→ Requirement A
Quote the entries verbatim, starting at the line that contains "--target tree trunk" and ending at the final line of the entries.

→ Excerpted passage
- - -

Closed GoogleCodeExporter closed 9 years ago
cl_amd_fp64 is easy enough to fix:
KernelWriter.java
-
writePragma("cl_amd_fp64", true);
+
writePragma("cl_khr_fp64", true);
The NaNs are a bit more tricky though. Seems something strange going on with
the ByteBuffer to Double conversion (ByteBuffer.d8()), since some floating
point numbers convert OK, but others result in NaN.
e.g.
"double thing = -0.356563782;"
byte buffer = [-65, -42, -47, -16, -27, -88, 50, 91]
u8() returns -441961893
d8() returns NaN
but
"double another = 0.356;"
byte buffer = [6, 63, -42, -56, -76, 57, 88, 16]
u8() returns 4600084745787281506;
d8() returns 0.356
Original comment by stevecoo...@gmail.com
on 6 Dec 2011 at 8:34
[deleted comment]
Clearly from the #pragma name/value our AMD roots are showing.
Hopefully we can replace the amd specific pragma with a more neutral one. This
might just be just a string change in the pragma mapping.
Not sure about the NaN. Possibly when the pragma is correct the OpenCL compiler
will actually take a NaN (possibly but unlikely).

- - -

→ Annotation dataset entries
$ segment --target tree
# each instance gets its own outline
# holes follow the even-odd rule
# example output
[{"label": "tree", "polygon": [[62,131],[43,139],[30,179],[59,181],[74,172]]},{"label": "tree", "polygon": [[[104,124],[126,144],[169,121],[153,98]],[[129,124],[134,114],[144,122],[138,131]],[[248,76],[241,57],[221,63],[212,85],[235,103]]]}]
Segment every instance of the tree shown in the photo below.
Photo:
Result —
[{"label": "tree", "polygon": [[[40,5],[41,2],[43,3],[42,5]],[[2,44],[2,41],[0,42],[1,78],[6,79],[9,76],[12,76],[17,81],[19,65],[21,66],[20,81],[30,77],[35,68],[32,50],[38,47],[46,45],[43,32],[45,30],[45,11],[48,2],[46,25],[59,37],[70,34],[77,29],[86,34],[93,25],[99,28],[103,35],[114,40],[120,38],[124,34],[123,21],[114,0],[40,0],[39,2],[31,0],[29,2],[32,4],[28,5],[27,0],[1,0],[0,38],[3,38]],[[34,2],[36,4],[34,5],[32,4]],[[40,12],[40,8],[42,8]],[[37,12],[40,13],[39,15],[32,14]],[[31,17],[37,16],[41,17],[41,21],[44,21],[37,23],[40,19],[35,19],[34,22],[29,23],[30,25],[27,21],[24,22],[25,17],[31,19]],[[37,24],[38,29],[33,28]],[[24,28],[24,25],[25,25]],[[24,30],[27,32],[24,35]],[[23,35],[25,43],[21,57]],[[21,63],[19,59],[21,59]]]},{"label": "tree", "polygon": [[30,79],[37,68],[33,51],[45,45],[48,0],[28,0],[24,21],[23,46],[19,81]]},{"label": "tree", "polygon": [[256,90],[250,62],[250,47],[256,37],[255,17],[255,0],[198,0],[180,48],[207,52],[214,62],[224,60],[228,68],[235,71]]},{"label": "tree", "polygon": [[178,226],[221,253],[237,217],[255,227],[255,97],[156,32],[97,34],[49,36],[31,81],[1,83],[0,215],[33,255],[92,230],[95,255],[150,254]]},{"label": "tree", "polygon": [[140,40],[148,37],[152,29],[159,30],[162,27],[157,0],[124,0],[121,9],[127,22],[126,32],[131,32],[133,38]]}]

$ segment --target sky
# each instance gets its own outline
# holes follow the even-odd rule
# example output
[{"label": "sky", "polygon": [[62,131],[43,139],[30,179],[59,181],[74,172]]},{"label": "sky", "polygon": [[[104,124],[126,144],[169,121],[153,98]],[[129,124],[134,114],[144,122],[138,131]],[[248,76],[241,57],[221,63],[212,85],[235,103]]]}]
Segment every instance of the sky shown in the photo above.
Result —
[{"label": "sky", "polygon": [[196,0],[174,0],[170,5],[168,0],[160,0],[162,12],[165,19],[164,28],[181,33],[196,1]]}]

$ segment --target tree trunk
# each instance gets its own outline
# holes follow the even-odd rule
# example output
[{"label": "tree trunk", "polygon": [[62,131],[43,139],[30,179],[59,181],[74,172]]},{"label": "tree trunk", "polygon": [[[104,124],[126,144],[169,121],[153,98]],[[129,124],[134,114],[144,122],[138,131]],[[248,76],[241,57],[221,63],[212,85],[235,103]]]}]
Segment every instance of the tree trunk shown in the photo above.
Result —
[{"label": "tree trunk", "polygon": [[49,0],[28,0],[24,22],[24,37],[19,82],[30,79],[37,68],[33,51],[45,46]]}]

- - -

→ Requirement B
Print the part of the forum thread on the fp64 pragma verbatim, starting at "byte buffer = [6, 63, -42, -56, -76, 57, 88, 16]" and ending at "the pragma mapping.".

→ Complete response A
$ segment --target tree trunk
# each instance gets its own outline
# holes follow the even-odd rule
# example output
[{"label": "tree trunk", "polygon": [[62,131],[43,139],[30,179],[59,181],[74,172]]},{"label": "tree trunk", "polygon": [[[104,124],[126,144],[169,121],[153,98]],[[129,124],[134,114],[144,122],[138,131]],[[248,76],[241,57],[221,63],[212,85],[235,103]]]}]
Segment every instance of the tree trunk shown in the photo above.
Result —
[{"label": "tree trunk", "polygon": [[49,0],[28,0],[24,22],[24,37],[19,82],[30,79],[37,68],[33,51],[45,46]]}]

→ Complete response B
byte buffer = [6, 63, -42, -56, -76, 57, 88, 16]
u8() returns 4600084745787281506;
d8() returns 0.356
Original comment by stevecoo...@gmail.com
on 6 Dec 2011 at 8:34
[deleted comment]
Clearly from the #pragma name/value our AMD roots are showing.
Hopefully we can replace the amd specific pragma with a more neutral one. This
might just be just a string change in the pragma mapping.